### Textblock
=======
Ab dem 85. Altersjahr wollte Bäbu das Holzhandeln einstellen, aber «de Vonesch» war nach über 60 Jahren Geschäftstätigkeit bekannt wie ein roter Hund, wie er schmunzelnd zum Besten gab. Immer wieder läutete das Telefon und es wurde ihm eine Partie Holz oder auch nur ein einzelner Kirschbaumstamm zum Kauf angeboten. So führte Bäbu den Handel letztlich weiter bis zum 92. Altersjahr.


Ab 1978 begannen harte Zeiten für das Sägereigewerbe. Mancher Betrieb kam in finanzielle Schieflage, was auch bei unserem Vater zu Verlusten führte. Mit der Absicht seine Verluste zu minimieren, beteiligte er sich über die Jahre an mehreren Sägereien in Glashütten, Zell, Sonvillier und in Schangnau.


Im Jahr 1981 zügelte die Familie nach Pfaffnau in ein neues, schmuckes Haus. Die Sägerei in Roggliswil wurde abgerissen und das bisherige Wohnhaus und das Land verkauft.
=======
### Datenauszug

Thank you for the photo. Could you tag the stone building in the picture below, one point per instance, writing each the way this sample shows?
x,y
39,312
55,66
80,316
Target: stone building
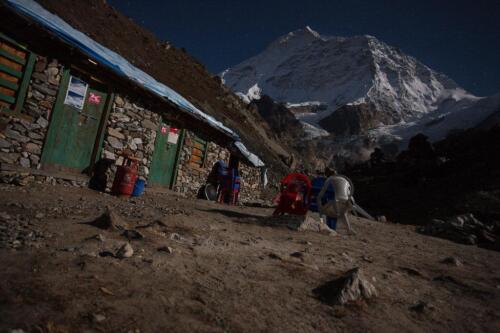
x,y
65,110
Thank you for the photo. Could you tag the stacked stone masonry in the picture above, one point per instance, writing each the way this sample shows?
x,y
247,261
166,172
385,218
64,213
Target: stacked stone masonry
x,y
191,178
22,139
129,127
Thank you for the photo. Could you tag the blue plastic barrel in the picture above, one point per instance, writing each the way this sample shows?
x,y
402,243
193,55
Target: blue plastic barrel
x,y
138,187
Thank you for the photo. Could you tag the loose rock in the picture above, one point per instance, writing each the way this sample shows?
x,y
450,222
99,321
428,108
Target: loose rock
x,y
349,287
126,251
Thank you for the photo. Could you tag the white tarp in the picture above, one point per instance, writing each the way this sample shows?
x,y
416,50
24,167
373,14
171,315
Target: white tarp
x,y
120,65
=======
### Aufgabenliste
1 - Bis zu welchem Altersjahr führte Bäbu laut Textblock den Holzhandel letztlich weiter?
2 - Nenne alle Orte, an deren Sägereien sich der Vater laut Textblock über die Jahre beteiligte.
3 - Führe den Textblock über den Holzhandel und die Sägerei im Anschluss an seinen letzten Satz fort.
Die Liste ist eigenständiges Material und gehört nicht zum Textblock.

### Ergebnisse je Aufgabe
1 - Bis zum 92. Altersjahr.

2 - Glashütten, Zell, Sonvillier und Schangnau.

3 -
Öffentliche Tätigkeiten
Unser Vater war nebst seinen zeitintensiven Geschäftstätigkeiten sein Leben lang in verschiedenen Vereinen und öffentlichen Ämtern engagiert.


1945, nach abgeschlossener Ausbildung, war er sechs Jahre lang Schützenmeister und gleichzeitig Vizepräsident der Feldschützengesellschaft Roggliswil. In den späteren Jahren trat er dann mehr als Gönner in Erscheinung.


Im Jahr 1953 trat er dem Pistolenclub Pfaffnerntal bei. In diesem Verein wirkte er 8 Jahre lang als Kassier und 10 Jahre als Präsident. Bei drei Schützenfesten amtete er als OK-Präsident. Bei allen baulichen Veränderungen stellte er sich als Bauchef, Vorfinanzierer und Spender zur Verfügung.  


Ab 1962 hatte unser Vater in Roggliswil 17 Jahre lang das Amt als Schulpflegepräsident inne.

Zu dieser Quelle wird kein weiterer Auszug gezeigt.